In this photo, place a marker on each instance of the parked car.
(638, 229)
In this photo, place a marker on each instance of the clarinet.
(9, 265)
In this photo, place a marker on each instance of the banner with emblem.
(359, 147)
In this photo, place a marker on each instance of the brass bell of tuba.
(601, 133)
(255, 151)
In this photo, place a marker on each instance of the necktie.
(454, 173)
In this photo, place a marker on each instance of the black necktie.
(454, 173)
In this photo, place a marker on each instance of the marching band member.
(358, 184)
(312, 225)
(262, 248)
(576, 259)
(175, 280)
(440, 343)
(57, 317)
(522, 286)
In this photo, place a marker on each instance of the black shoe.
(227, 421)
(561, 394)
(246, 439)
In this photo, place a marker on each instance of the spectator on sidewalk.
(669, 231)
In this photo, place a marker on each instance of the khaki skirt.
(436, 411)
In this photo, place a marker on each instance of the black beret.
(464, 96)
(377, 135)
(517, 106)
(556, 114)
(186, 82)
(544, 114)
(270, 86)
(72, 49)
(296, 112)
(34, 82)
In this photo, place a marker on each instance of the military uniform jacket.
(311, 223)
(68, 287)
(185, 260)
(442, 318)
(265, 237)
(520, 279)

---

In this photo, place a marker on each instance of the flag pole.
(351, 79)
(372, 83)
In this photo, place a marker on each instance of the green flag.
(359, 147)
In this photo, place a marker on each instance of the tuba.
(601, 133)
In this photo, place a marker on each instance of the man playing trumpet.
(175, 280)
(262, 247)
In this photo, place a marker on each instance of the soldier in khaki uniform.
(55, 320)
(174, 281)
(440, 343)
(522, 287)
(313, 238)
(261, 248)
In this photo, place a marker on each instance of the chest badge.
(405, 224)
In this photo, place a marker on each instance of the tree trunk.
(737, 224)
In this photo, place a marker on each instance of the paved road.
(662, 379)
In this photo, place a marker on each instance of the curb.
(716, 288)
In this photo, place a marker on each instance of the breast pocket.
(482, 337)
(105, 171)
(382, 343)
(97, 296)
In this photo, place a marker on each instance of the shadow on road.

...

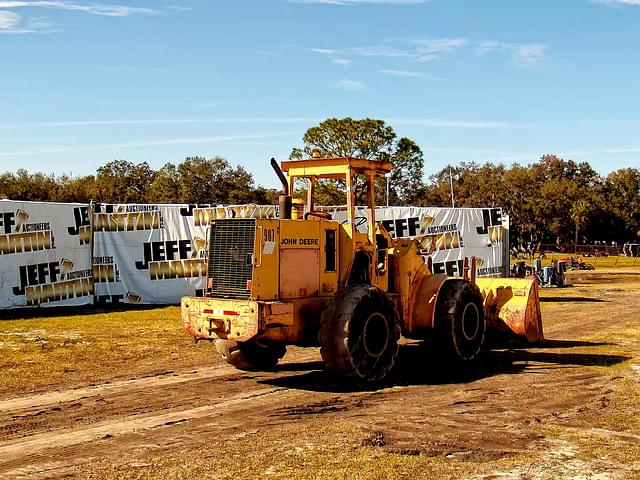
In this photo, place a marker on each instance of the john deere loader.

WHAT THE TASK REQUIRES:
Report every line of the material above that contains the string "necktie", copying each line in full.

RESULT OF THIS EXERCISE:
In this photo, place a marker on each instance of the necktie.
In this photo, place a marker on each instance of the black necktie.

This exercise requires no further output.